● Exercise aim
The data must be transcribed exactly, with no line missing.

Supplied material START

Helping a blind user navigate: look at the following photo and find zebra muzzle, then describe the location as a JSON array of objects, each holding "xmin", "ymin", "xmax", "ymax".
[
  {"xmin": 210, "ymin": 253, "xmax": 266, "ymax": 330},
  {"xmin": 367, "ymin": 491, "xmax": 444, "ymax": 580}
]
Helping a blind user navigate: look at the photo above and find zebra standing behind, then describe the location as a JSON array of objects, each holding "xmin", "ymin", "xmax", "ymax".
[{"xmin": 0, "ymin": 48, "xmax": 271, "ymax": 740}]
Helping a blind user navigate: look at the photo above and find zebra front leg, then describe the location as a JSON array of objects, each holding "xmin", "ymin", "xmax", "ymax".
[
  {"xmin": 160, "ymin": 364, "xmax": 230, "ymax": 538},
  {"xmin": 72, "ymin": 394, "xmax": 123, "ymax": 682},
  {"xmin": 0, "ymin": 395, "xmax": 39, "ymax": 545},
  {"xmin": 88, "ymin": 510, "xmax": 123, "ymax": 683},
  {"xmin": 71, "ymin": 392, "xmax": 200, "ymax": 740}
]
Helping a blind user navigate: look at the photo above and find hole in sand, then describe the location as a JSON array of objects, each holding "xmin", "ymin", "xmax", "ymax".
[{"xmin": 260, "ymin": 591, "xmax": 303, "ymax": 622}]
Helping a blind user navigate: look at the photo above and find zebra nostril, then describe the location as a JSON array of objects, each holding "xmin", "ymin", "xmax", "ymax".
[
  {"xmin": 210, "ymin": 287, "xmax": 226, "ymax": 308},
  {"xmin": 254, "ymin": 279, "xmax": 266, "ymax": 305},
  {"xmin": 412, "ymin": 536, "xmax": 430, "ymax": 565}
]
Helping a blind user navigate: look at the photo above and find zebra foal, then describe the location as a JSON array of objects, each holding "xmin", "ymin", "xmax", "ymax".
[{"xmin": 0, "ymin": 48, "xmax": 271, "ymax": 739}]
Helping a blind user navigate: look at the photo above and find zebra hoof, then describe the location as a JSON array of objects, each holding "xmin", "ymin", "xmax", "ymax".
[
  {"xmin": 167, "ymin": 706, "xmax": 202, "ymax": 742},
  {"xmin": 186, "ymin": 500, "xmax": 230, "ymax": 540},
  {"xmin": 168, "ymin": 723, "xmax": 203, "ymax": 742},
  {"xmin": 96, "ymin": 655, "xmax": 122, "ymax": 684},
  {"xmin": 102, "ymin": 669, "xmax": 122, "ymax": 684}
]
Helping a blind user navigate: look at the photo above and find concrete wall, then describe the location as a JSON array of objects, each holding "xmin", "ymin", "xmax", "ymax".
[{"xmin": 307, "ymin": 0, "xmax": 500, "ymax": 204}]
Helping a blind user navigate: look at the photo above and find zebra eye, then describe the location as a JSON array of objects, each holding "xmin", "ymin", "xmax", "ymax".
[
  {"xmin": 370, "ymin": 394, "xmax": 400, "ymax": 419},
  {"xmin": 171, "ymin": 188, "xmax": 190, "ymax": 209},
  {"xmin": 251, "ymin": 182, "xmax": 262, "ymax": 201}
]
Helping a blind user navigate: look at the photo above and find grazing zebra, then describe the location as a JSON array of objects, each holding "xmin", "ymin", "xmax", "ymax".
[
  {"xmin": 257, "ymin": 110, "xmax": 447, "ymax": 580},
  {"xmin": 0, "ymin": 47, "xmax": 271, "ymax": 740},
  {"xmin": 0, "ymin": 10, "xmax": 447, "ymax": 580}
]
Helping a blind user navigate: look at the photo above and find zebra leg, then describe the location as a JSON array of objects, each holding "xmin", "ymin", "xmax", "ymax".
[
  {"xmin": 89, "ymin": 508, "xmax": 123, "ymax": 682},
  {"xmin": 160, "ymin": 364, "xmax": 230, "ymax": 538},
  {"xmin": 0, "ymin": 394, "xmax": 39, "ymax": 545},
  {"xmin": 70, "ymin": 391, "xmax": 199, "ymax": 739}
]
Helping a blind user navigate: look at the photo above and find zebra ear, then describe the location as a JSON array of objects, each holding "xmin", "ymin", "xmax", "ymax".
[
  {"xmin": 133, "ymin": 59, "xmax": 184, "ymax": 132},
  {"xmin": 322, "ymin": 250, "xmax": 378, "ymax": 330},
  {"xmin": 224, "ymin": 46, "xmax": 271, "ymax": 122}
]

Supplied material END

● Answer below
Helping a blind user navigate: look at the following photo and find zebra muzzle, then describe the location as a JSON array of objects, each holding "xmin", "ymin", "xmax", "ymax".
[
  {"xmin": 210, "ymin": 253, "xmax": 266, "ymax": 330},
  {"xmin": 367, "ymin": 491, "xmax": 444, "ymax": 580}
]
Helping a blind user navigate: look at the photo above and find zebra standing behind, then describe the location as a JSON array of objects, each holding "xmin", "ymin", "xmax", "ymax".
[{"xmin": 0, "ymin": 48, "xmax": 271, "ymax": 740}]
Helping a blind user navigate: look at the photo above and find zebra front leg, then describe the location as a JSON array of objects, each holding "xmin", "ymin", "xmax", "ymax".
[
  {"xmin": 160, "ymin": 364, "xmax": 230, "ymax": 538},
  {"xmin": 72, "ymin": 394, "xmax": 123, "ymax": 682},
  {"xmin": 0, "ymin": 395, "xmax": 39, "ymax": 545},
  {"xmin": 88, "ymin": 510, "xmax": 123, "ymax": 683},
  {"xmin": 71, "ymin": 392, "xmax": 200, "ymax": 740}
]
Helping a blind user navigate: look at the photo above and find hole in sand, then describe the location as a JSON array of objects, each holding "xmin", "ymin", "xmax", "ymax".
[{"xmin": 260, "ymin": 591, "xmax": 303, "ymax": 622}]
Helping a blind user navigate: look at the photo above and find zebra nostril, then describe the location as a JSON array of objects, each holding "xmin", "ymin", "xmax", "ymax".
[
  {"xmin": 210, "ymin": 287, "xmax": 226, "ymax": 308},
  {"xmin": 254, "ymin": 279, "xmax": 266, "ymax": 305},
  {"xmin": 412, "ymin": 536, "xmax": 430, "ymax": 565}
]
Helping a blind user navigate: look at the photo above and find zebra foal, then describe the location as a JSON array of objects, each holding "xmin", "ymin", "xmax", "ymax".
[{"xmin": 0, "ymin": 48, "xmax": 271, "ymax": 739}]
Helping a blind user navigate: look at the photo above and find zebra hoof, then describe the location as a JSON array of objects, each holding "xmin", "ymin", "xmax", "ymax".
[
  {"xmin": 167, "ymin": 706, "xmax": 202, "ymax": 742},
  {"xmin": 186, "ymin": 500, "xmax": 230, "ymax": 540},
  {"xmin": 168, "ymin": 723, "xmax": 203, "ymax": 742},
  {"xmin": 96, "ymin": 655, "xmax": 122, "ymax": 684},
  {"xmin": 102, "ymin": 669, "xmax": 122, "ymax": 684}
]
Helping a blind user navigate: look at the photo above and find concrete wall, then describe the location as a JSON array of objects, each holding "xmin", "ymin", "xmax", "ymax".
[{"xmin": 307, "ymin": 0, "xmax": 500, "ymax": 204}]
Helping a blind user navigate: look at the photo above and find zebra eye, then describe the location as a JSON array of objects, each holding "xmin", "ymin", "xmax", "ymax".
[
  {"xmin": 370, "ymin": 394, "xmax": 400, "ymax": 419},
  {"xmin": 171, "ymin": 188, "xmax": 190, "ymax": 209},
  {"xmin": 251, "ymin": 182, "xmax": 262, "ymax": 201}
]
Helping a blind user navigate: look at the photo above and find grazing zebra, then describe the location as a JSON array of objects, each holding "xmin", "ymin", "xmax", "ymax".
[
  {"xmin": 257, "ymin": 110, "xmax": 447, "ymax": 580},
  {"xmin": 0, "ymin": 47, "xmax": 271, "ymax": 740},
  {"xmin": 0, "ymin": 10, "xmax": 447, "ymax": 580}
]
Helping a blind user navigate: look at the photo above and find zebra leg, then describe the location as a JSON array of objects, each holding "xmin", "ymin", "xmax", "ymax".
[
  {"xmin": 89, "ymin": 508, "xmax": 123, "ymax": 682},
  {"xmin": 160, "ymin": 364, "xmax": 230, "ymax": 538},
  {"xmin": 0, "ymin": 394, "xmax": 39, "ymax": 545},
  {"xmin": 70, "ymin": 391, "xmax": 199, "ymax": 739}
]
Helping a blind user navigate: look at the photo above and find zebra ear, then describe the location as a JSON array of objects, each holding "xmin", "ymin", "xmax", "ymax".
[
  {"xmin": 133, "ymin": 59, "xmax": 184, "ymax": 132},
  {"xmin": 322, "ymin": 250, "xmax": 378, "ymax": 330},
  {"xmin": 224, "ymin": 46, "xmax": 271, "ymax": 122}
]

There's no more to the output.